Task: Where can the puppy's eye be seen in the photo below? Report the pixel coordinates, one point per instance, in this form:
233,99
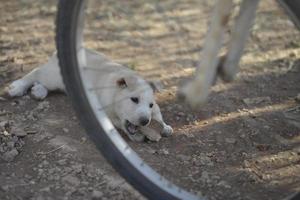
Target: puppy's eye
135,100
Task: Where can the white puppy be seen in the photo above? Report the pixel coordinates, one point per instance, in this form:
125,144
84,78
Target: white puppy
126,98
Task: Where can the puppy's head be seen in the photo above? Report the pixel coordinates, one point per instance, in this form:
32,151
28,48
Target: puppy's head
134,102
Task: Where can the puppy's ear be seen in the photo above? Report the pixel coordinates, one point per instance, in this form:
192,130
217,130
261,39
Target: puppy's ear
156,86
127,81
121,83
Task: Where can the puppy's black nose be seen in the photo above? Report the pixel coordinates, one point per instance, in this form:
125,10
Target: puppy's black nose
144,121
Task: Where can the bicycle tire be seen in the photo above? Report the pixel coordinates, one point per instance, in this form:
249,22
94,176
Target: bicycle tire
151,187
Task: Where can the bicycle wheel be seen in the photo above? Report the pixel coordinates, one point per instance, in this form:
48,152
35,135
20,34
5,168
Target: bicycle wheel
98,126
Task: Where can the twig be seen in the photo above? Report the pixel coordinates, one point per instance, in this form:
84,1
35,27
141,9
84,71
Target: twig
45,153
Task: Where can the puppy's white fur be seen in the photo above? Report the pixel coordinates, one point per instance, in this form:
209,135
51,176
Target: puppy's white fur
114,84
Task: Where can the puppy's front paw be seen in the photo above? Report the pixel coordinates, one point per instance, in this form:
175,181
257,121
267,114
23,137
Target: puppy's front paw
167,131
38,91
137,137
17,88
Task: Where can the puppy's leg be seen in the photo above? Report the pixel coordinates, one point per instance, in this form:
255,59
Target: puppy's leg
156,115
38,91
20,86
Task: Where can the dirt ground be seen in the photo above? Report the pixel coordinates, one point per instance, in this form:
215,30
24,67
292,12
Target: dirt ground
243,144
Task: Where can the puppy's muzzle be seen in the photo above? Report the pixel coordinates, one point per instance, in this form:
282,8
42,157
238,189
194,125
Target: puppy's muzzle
144,121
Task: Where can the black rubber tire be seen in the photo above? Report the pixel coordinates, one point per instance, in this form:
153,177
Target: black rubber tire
66,24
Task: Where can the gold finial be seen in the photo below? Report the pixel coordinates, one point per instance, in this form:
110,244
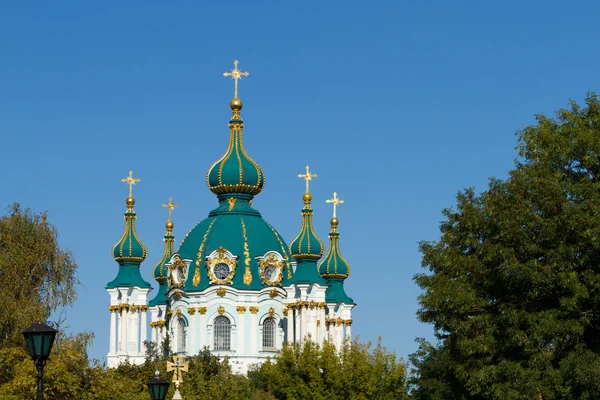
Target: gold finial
179,366
130,180
235,75
307,177
171,207
336,202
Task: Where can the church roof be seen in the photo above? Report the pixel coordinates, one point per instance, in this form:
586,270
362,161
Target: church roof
129,251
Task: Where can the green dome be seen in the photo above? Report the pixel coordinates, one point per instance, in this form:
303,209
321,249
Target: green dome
130,249
235,171
234,228
334,266
307,245
129,252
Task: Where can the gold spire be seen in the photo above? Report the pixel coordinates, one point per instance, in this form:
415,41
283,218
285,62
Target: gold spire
307,177
336,202
130,180
235,75
171,207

■ ■ ■ ■ ■

• **Written instruction**:
Please copy out all of the items above, substituting "image coordinates" for each "pixel coordinates" and keeping everything else the same. Leave the pictures out of your answer.

• **The completed task**:
Task: Where can the puppy's eye be seen in the photo below? Report the image coordinates, one point per instance, in this form:
233,99
Target: puppy's eye
135,100
Task: Where can the white puppy be seen in the photo above? Report the image coordinates, one point per instance, in this form:
125,144
84,78
Target: white puppy
126,98
Task: Where can the puppy's head be seen in the photo above? Report the image coordinates, one point per instance, in this form:
32,151
28,48
Target: puppy's head
134,102
Task: Where can the puppy's ear be seen in the photo above? Report the image coordinates, one point per instance, in this form:
192,130
217,130
261,39
Target: puppy's ear
156,86
127,81
121,83
Task: Where can the puppy's black nose be seen in the photo above? Report the image coordinates, one point per instance, in this form:
125,10
Target: puppy's black nose
144,121
Task: Where can the bicycle tire be seen in the photo above? Report the image coordinates, one point per instance, in this form:
249,22
94,176
Target: bicycle tire
151,187
Task: Where can the bicycle wheel be seen in the photo above? Report the image coordinates, one point per instance, in this form:
48,152
35,135
20,34
5,168
Target: bicycle wheel
98,126
Task: Where can the twig be seen in the photo above? Report the image coordinates, one point per instance, in this form:
84,1
35,27
141,9
84,71
Target: twig
45,153
Task: Where can the puppy's white fur be seen in the photo above? Report the image coordinates, one point per instance, in this form:
209,135
51,176
Target: puppy's white fur
114,84
Task: Where can the puppy's front paw be seen in the photo above? Report the image coordinates, one point per instance, in this form:
175,181
257,121
267,114
23,137
Target: puppy's front paw
167,131
38,91
137,137
17,88
Task: Where can the puppy's leg be seen in the photo above? Report the image coordinates, one point per instance, in this form:
255,59
Target: puppy's leg
156,115
38,91
20,86
Task: Where can the dirt ground be seen in the photo above? Report the image coordinates, one point per instance, in this form:
215,30
24,67
292,12
Target: dirt ground
243,144
Task: Where can the puppy's muzzle be seen in the photo above? Report the image coordinates, one point per instance, in this form:
282,8
42,157
238,189
194,125
Target: puppy's muzzle
144,121
Task: Where can the black rubber tire be seen in the photo above? Report the image coordinates, one point per instance, in this form:
153,177
Target: black rubber tire
66,24
Task: Where can the gold finial be seen in the photo below? Report the image coordinates, one point per instance, in this form:
110,244
Target: gold finial
179,366
130,180
235,75
307,177
171,207
336,202
Task: Where can the church roof be seen in the photo above? Report the image coordinates, one point per instance, in this form:
586,270
362,161
Target: church roof
129,251
Task: Where can the green dome be seen in the photo above? Report the image coordinates, one point per instance, in this form:
303,209
321,249
Target: green dome
130,249
235,171
234,228
334,266
307,245
129,252
Task: Where can the gold spire be seen in the photo above? Report the image coordinates, one point per instance, in this form:
415,41
283,218
285,62
Target: gold spire
307,177
336,202
130,180
235,75
171,207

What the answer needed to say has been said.